» WHAT THIS TASK INVOLVES
In the items below, return word for word every line from the one containing "class is: tussock" up to and including the one containing "[1524, 278, 1568, 325]".

» MATERIAL PROVIDED
------------------------------------------------------------------------

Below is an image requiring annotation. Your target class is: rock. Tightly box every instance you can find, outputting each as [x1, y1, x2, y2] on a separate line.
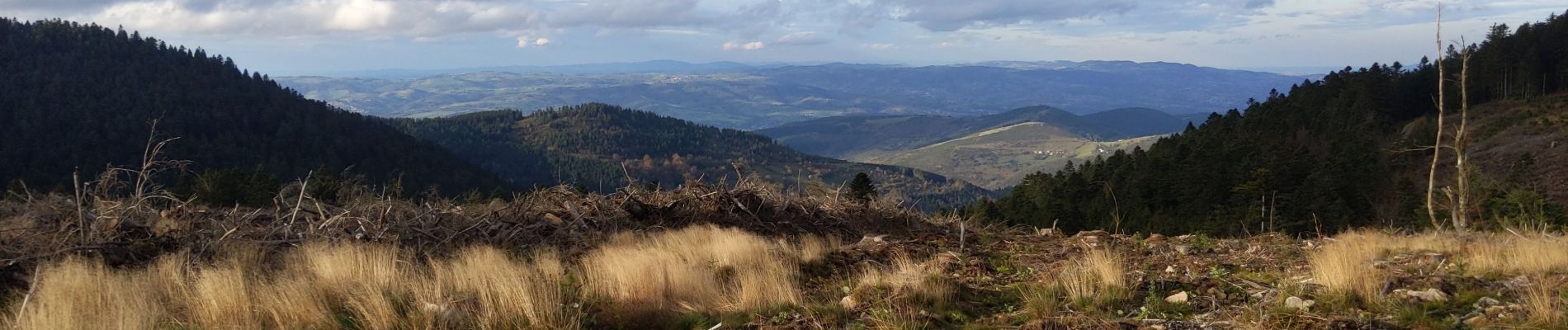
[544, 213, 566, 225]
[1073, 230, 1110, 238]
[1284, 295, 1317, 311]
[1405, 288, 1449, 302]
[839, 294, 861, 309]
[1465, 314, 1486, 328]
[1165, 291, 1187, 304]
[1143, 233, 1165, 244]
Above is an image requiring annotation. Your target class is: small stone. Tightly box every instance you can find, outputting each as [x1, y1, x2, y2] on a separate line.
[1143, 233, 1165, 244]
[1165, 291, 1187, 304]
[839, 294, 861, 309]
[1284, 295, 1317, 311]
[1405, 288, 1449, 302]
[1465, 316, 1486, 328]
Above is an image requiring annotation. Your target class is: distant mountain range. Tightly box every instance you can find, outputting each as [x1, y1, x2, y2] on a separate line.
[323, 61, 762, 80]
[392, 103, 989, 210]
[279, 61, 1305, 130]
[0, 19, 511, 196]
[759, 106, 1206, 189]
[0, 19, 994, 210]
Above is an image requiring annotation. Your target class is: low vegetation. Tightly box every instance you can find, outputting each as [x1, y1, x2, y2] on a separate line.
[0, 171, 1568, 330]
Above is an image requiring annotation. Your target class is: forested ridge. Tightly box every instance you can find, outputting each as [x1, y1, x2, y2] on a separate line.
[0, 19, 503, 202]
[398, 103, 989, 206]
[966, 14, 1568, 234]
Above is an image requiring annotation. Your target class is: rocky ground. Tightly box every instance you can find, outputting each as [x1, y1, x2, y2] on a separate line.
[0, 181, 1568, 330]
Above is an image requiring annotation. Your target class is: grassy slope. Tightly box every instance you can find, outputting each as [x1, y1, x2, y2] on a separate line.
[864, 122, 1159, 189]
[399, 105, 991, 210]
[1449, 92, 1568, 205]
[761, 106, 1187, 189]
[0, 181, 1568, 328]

------------------------------------------------------------------------

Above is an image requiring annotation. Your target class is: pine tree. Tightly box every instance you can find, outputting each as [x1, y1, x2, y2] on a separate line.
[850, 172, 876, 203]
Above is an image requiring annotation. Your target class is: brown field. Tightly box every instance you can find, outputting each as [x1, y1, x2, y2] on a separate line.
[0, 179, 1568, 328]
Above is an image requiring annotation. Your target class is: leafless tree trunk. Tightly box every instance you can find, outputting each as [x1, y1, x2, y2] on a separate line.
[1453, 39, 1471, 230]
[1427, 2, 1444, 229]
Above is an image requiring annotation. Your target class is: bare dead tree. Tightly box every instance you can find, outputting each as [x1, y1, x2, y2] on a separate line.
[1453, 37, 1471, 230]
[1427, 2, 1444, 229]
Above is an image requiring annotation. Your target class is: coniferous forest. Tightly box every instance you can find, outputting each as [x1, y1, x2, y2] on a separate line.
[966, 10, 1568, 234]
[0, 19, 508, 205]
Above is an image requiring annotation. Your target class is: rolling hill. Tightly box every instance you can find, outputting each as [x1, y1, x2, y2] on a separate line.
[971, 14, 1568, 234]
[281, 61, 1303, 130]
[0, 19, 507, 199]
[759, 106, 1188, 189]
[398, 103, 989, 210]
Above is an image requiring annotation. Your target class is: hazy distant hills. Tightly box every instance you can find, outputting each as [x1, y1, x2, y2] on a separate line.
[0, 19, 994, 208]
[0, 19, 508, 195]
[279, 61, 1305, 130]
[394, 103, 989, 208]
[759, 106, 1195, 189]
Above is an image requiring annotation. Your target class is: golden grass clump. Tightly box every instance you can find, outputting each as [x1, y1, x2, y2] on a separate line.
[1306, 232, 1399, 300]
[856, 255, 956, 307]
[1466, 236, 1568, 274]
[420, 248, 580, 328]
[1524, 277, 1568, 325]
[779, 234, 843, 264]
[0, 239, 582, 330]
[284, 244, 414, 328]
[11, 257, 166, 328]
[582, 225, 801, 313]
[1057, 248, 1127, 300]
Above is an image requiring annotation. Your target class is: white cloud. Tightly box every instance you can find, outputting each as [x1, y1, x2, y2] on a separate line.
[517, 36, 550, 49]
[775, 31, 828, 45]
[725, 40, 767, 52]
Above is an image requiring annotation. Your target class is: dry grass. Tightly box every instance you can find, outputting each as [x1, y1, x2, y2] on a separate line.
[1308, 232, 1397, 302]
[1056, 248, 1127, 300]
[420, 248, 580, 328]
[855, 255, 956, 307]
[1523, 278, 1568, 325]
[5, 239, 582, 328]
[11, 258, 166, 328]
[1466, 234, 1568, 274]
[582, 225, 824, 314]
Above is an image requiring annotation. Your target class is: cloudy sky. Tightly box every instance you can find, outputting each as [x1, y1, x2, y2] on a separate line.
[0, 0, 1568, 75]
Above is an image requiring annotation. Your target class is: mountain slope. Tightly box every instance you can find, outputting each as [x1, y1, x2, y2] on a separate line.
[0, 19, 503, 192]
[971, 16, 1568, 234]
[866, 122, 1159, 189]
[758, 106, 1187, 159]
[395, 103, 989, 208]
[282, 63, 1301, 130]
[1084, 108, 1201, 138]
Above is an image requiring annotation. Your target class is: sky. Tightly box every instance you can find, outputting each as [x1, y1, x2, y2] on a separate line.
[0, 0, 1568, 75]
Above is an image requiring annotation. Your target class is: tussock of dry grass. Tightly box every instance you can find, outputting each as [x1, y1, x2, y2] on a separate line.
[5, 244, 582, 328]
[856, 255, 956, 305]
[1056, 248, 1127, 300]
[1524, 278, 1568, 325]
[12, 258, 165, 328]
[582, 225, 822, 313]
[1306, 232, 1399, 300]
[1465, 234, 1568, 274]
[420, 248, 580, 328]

------------------------------------------------------------------------

» RESULT FOR THIS EXERCISE
Above is an image requiring annotation. Your target class is: tussock of dry grass. Tightly box every instance you can find, outputting each as [x1, y1, x2, y2] on a separate line.
[5, 244, 582, 328]
[856, 255, 956, 305]
[1056, 248, 1127, 300]
[1524, 278, 1568, 325]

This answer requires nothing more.